— USING THE INFORMATION —
1) Translate this sentence from the article on Ilana Rovina into Spanish: "As befits a princess, Rovina is not pleased when people bother her early in the morning."
2) Answer these questions using the article on Ilana Rovina.
(a) How many years ago did Rovina leave her profession as a singer?
(b) What sum did Rovina deposit as a guarantee in return for the temporary injunction?
(c) In what year did Rovina transfer the rights to the apartment?
3) Carry on the article on Ilana Rovina from its final sentence.

— SUPPLIED PASSAGE —
============================================================

Four months ago Ilana Rovina returned to Israel, at the age of 73. She is the daughter of Habima Theater's renowned actress, Hanna Rovina, and of the poet Alexander Penn - two of the best-known figures in the history of Israeli culture. Ilana Rovina, who was a popular singer, left the profession 30 years ago, and 14 years ago moved to London. Now, after her return, she is trying to make a comeback in a small, nostalgia-driven show. Called "Vacation in the Health Resort," after one of her best-known songs, the show opened two weeks ago in the small hall of the Tzavta Theater in Tel Aviv, with the participation of the veteran actor Shlomo Bar Shavit. Rovina sings and relates behind-the-scenes anecdotes about Habima in the 1950s and 1960s.

No, she does not intend to take the audience by storm, she says. All she wants to do is see whether she still has the old vim and vigor - and it's also a living. "My mother always said that a woman needs a profession," she says with a bitter laugh, because what her mother wanted her daughter to be was a kindergarten teacher.

How to repay debts

As befits a princess, Rovina is not pleased when people bother her early in the morning. Her day begins, lazily, at noon. It's then that she begins to open up to the world. She answers the phone and is ready to receive visitors in her handsome north Tel Aviv apartment. The apartment itself is currently at the center of a dispute - Mizrahi Bank says it's theirs and Rovina says it's hers. A month ago, a receiver was appointed for the apartment on behalf of the bank, and last week, an hour before the trucks were to start moving, Rovina's lawyer managed to get a bit of breathing space from the Tel Aviv District Court. The court issued a temporary injunction blocking Rovina's eviction until a final ruling is handed down, in return for which Rovina deposited a guarantee of NIS 50,000. The bank has asked the Supreme Court to allow it to appeal and is determined to carry out the eviction.

The dispute with the bank over the apartment is only the tip of the iceberg of Rovina's financial Titanic. One afternoon, a little less than two years ago, Rovina went to the garden of her home in West Hampstead, London, and found her partner, Rafi Weiser, dead. He committed suicide by hanging. Weiser and Rovina lived in London for 14 years. Rovina wanted to be close to her only child, Maya, who has lived there for 17 years. They made a living from real estate, buying old homes and renovating them, before renting them or selling them for a handsome profit. Weiser collapsed after trying to take loan upon loan to repay debts that only mounted. In the end, according to people who knew him in London, he left debts of 3 million pounds (about NIS 25 million) to the Bank of Scotland.

"Ilana apparently didn't know about his entanglements," says an Israeli businessman who lives in London. "They looked like a good couple. He adored her and she needed someone to look after her. But she didn't know the first thing about business and signed whatever Rafi told her."

In 1997, Rovina signed one document too many. She transferred the rights to the apartment to him. In 2001, the debt of the couple and of Rovina's daughter to Mizrahi Bank stood at NIS 2,740,526, an amount that included a mortgage and various business loans. "It's very tempting to come and say that the bank is cruel and wicked, and why shouldn't it let the poor widow be," says a spokesman for the bank. "But in this case, the bank showed rare forbearance for a very long time."

============================================================

— THE DATA —
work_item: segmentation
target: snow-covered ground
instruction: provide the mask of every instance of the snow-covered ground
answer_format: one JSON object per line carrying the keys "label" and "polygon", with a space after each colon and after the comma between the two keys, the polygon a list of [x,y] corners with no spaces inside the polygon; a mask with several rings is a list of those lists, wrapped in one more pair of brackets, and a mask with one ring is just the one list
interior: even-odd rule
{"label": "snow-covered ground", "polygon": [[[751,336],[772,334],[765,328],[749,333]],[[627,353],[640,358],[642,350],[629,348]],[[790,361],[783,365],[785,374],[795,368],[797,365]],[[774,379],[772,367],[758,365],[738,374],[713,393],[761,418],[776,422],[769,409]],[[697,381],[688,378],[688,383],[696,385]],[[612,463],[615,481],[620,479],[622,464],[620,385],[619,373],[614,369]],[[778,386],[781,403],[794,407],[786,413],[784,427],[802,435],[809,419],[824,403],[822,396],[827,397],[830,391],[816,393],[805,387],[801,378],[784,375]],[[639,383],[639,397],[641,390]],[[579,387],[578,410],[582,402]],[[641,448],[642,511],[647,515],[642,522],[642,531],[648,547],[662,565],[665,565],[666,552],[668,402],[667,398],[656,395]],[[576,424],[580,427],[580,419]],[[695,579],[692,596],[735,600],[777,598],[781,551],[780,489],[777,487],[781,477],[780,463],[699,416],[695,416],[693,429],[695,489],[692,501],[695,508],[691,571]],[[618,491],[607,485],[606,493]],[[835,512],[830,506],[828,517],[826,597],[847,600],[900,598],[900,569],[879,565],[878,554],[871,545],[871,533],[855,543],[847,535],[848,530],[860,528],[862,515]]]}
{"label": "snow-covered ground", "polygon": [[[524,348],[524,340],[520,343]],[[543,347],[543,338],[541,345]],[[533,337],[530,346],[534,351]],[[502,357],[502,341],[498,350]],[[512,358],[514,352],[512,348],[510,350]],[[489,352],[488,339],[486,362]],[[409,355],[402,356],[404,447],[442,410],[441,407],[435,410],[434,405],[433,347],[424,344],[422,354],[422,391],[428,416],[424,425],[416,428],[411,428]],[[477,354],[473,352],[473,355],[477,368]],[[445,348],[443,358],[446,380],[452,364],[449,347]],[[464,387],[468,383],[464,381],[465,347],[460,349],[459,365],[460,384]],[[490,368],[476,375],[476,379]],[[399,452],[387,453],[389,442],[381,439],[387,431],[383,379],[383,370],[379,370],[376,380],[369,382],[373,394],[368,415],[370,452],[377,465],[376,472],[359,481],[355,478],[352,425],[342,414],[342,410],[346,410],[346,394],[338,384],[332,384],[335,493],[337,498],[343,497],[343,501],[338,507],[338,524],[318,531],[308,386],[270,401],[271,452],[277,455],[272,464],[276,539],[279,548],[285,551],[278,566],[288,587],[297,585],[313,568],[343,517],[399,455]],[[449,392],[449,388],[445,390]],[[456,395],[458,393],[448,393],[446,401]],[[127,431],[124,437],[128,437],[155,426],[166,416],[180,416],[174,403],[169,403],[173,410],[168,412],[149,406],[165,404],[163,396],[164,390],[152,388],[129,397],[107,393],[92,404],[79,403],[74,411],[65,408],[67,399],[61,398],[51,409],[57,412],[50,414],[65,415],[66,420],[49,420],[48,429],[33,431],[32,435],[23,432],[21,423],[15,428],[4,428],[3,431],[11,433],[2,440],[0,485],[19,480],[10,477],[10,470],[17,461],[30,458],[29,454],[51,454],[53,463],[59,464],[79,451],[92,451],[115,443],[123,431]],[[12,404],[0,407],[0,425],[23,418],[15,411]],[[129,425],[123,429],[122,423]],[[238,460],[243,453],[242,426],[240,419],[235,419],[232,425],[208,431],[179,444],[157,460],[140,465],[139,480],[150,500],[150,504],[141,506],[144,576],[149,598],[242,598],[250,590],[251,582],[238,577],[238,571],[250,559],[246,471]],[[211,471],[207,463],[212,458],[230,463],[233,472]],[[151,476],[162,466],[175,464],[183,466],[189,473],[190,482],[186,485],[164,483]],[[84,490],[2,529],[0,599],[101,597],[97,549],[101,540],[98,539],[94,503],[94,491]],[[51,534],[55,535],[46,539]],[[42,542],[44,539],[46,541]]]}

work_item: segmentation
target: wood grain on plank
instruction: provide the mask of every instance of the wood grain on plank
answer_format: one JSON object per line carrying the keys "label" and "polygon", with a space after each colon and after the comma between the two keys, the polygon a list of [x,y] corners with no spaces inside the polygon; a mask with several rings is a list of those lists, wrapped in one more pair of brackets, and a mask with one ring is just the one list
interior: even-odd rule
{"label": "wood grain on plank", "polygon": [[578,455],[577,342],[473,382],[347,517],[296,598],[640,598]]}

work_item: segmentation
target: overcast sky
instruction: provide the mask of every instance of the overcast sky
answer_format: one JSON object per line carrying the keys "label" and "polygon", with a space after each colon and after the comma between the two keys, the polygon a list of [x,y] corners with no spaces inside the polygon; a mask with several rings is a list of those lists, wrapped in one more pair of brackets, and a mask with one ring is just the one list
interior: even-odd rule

============================================================

— TASK-BY-TASK RESULTS —
1) Como corresponde a una princesa, a Rovina no le agrada que la molesten temprano por la mañana.

2)
(a) 30 years ago
(b) NIS 50,000
(c) 1997

3)
According to the bank's request to the Supreme Court, the couple signed a declaration and commitment to repay their debts and even took loans from the bank for that purpose, but the debt was not fully repaid and today stands at NIS 1,420,904, the bank says.

"Mizrahi-Tefahot Bank has been trying for more than a decade to collect its debt from the deceased partner and from Ms. Rovina," the spokesman says. "The bank demonstrated the greatest possible sensitivity and consideration for the couple's economic situation, and afterward in the tragic circumstances of the case - but without success. Only after it became clear to the bank that Ms. Rovina has no intention of carrying out the agreements she signed, and that she is abusing the bank's considerate attitude, did the bank go to the Bailiff's Office, in July 2006, and ask that a receiver be appointed for the apartment."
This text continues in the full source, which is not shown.